__課題__
以下のすべての行で「a single dot」を「one point」に置き換え、ほかは変えずに書き出してください。画像は出力に含めないこと。

◇ ◇ ◇ ◇ ◇

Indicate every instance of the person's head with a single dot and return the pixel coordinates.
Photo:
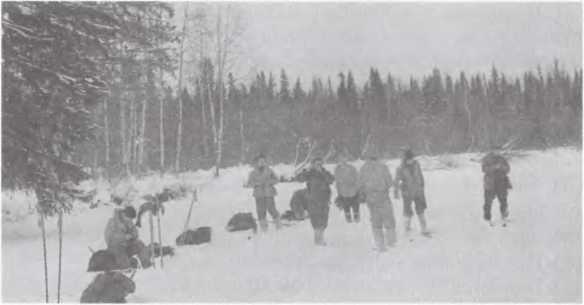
(317, 163)
(372, 153)
(260, 161)
(129, 212)
(344, 157)
(407, 154)
(496, 148)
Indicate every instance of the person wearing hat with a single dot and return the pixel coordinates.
(262, 179)
(495, 183)
(318, 181)
(375, 181)
(347, 185)
(121, 237)
(410, 180)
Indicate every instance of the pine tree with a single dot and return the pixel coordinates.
(284, 88)
(298, 93)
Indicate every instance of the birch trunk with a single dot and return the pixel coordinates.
(142, 138)
(161, 129)
(124, 146)
(106, 136)
(179, 94)
(242, 134)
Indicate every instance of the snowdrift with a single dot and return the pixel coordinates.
(536, 258)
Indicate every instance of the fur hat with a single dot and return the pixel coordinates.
(407, 153)
(258, 157)
(372, 152)
(130, 212)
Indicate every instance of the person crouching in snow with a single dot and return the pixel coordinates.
(410, 180)
(496, 183)
(262, 179)
(318, 181)
(121, 237)
(375, 182)
(347, 184)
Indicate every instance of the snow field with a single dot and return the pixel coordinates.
(536, 258)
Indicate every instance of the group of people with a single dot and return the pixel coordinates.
(370, 185)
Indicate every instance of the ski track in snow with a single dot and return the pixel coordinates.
(536, 258)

◇ ◇ ◇ ◇ ◇

__解答__
Indicate every instance of the person's head with one point and return the pixel coordinates.
Photo:
(317, 163)
(372, 153)
(260, 161)
(129, 212)
(344, 157)
(407, 154)
(496, 148)
Indicate every instance of the person wearing hat with one point and return the pixel coordinates.
(262, 179)
(495, 183)
(318, 181)
(375, 181)
(347, 185)
(121, 237)
(410, 180)
Indicate every instance of the pine tree with one point and return the pixel coordinates.
(284, 88)
(298, 93)
Indicate every instance of the birch trunk with one point and return the pixel coordinates.
(142, 138)
(161, 129)
(124, 146)
(106, 136)
(179, 94)
(242, 134)
Indicate every instance of the snowdrift with one point and return the pixel coordinates.
(536, 258)
Indicate every instance of the fur hat with one point and return the pixel coordinates.
(407, 153)
(258, 157)
(372, 152)
(130, 212)
Indicate every instance of the person crouching in snow with one point and return the pixel coordinates.
(410, 180)
(496, 183)
(262, 179)
(318, 181)
(121, 237)
(375, 182)
(347, 184)
Indicate every instance of the snow field with one point and return the pixel coordinates.
(536, 258)
Indicate every instance of the group of people with one point and return the pixel coordinates.
(370, 185)
Indicate every instance of the ski track in snow with one point and return the pixel coordinates.
(536, 258)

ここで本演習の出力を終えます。